▶ **What you need to do**
1. List every mine or project the cash flow excerpt names.
2. Extract a passage from the cash flow excerpt, beginning at the words "Net cash provided" and stopping after "realized silver prices.".

▶ **Text excerpt**

--- START ---

Net cash provided by operating activities decreased $37.5 million for the six months ended June 30, 2022 compared to the six months ended June 30, 2021, primarily due to lower gold ounces sold (7%), a 12% decrease in average realized silver prices, and higher operating costs, partially offset by a 4% increase in average realized gold prices, lower exploration costs, lower Silvertip ongoing carrying costs, and timing of VAT collections at Palmarejo. Revenue for the six months ended June 30, 2022 compared to the six months ended June 30, 2021 decreased by $24.4 million, of which $20.6 million was due to lower volume of gold and silver sales and $3.8 million was due to lower average realized silver prices.
Cash Used in Investing Activities
Net cash used in investing activities in the three months ended June 30, 2022 was $72.5 million compared to $54.1 million in the three months ended March 31, 2022. Cash used in investing activities increased primarily due to the timing of payments related to POA 11 construction activities at Rochester and the impact of the receipt of net proceeds of $15.3 million from the sale of the La Preciosa project in the first quarter of 2022. The Company incurred capital expenditures of $73.2 million in the three months ended June 30, 2022 compared with $69.5 million in the three months ended March 31, 2022 primarily related to POA 11 construction activities at Rochester and underground development at Palmarejo and Kensington in both periods.

--- END ---

▶ **Provided records**
--- START ---

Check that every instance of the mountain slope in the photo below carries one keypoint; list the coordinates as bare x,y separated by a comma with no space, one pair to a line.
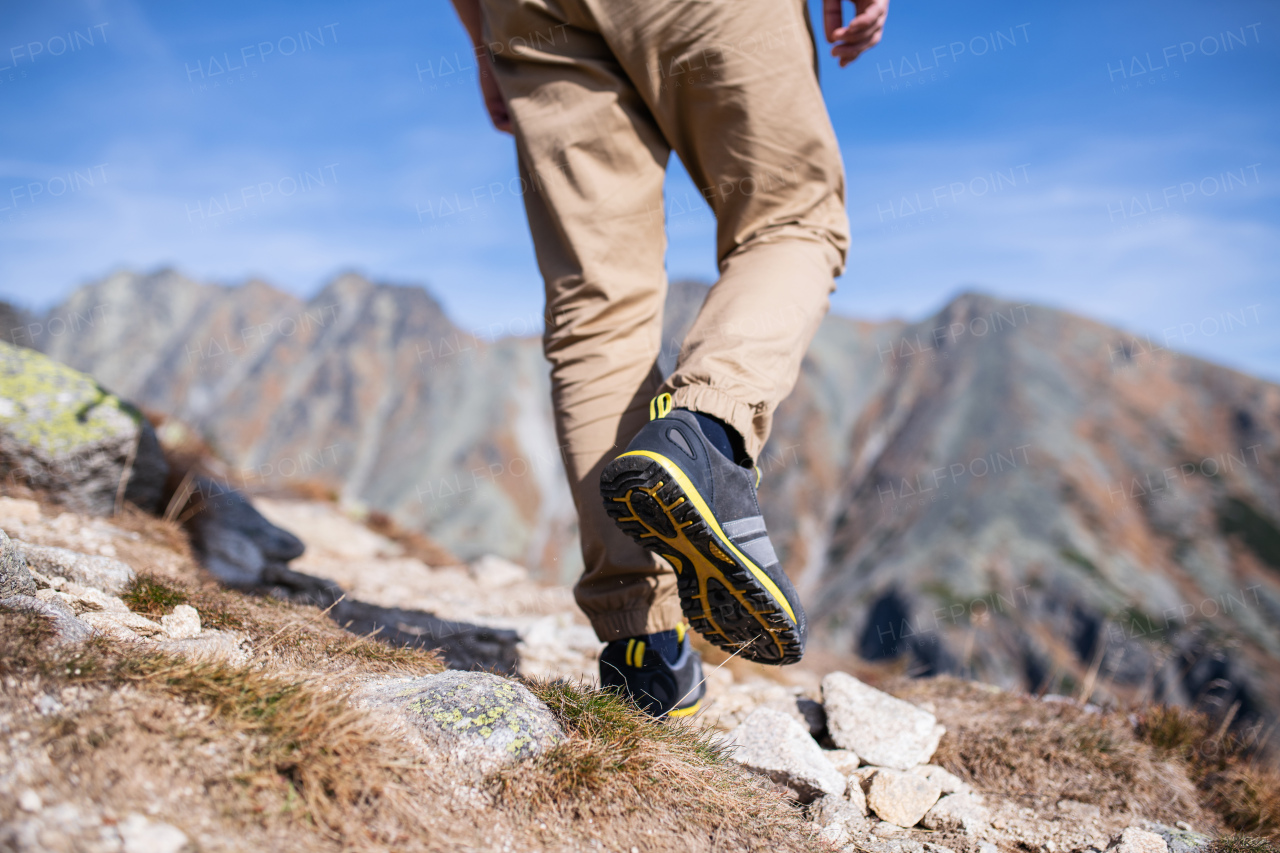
1004,491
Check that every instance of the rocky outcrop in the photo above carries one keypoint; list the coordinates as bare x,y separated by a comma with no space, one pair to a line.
233,539
1138,840
88,570
881,729
960,812
14,576
918,480
476,719
77,596
901,798
63,434
776,746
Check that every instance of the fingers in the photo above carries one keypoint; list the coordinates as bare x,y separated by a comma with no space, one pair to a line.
869,18
832,16
862,33
849,51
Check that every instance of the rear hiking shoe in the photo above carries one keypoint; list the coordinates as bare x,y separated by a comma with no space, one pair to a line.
684,500
661,673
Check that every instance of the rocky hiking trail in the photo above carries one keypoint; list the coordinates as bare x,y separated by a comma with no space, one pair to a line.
147,708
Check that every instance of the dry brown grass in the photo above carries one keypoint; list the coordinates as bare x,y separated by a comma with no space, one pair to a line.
1038,752
1225,767
622,779
274,756
289,756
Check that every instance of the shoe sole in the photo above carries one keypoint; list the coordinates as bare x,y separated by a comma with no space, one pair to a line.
727,598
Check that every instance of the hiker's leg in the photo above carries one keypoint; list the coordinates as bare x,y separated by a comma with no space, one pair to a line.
734,89
594,162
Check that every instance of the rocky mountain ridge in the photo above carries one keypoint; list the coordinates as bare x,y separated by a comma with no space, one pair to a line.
1002,491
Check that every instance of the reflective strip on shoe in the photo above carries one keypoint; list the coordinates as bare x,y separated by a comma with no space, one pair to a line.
659,406
713,524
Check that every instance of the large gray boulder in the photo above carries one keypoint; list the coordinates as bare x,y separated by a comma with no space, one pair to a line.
775,744
62,433
901,798
87,570
1138,840
234,541
958,813
478,719
14,576
67,628
883,730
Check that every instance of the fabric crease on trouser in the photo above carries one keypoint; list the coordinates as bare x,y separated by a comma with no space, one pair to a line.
600,92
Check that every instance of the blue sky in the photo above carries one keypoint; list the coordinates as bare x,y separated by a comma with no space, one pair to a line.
1114,159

--- END ---

▶ **Task answers**
1. Silvertip, Palmarejo, Rochester, La Preciosa, Kensington

2.
Net cash provided by operating activities decreased $37.5 million for the six months ended June 30, 2022 compared to the six months ended June 30, 2021, primarily due to lower gold ounces sold (7%), a 12% decrease in average realized silver prices, and higher operating costs, partially offset by a 4% increase in average realized gold prices, lower exploration costs, lower Silvertip ongoing carrying costs, and timing of VAT collections at Palmarejo. Revenue for the six months ended June 30, 2022 compared to the six months ended June 30, 2021 decreased by $24.4 million, of which $20.6 million was due to lower volume of gold and silver sales and $3.8 million was due to lower average realized silver prices.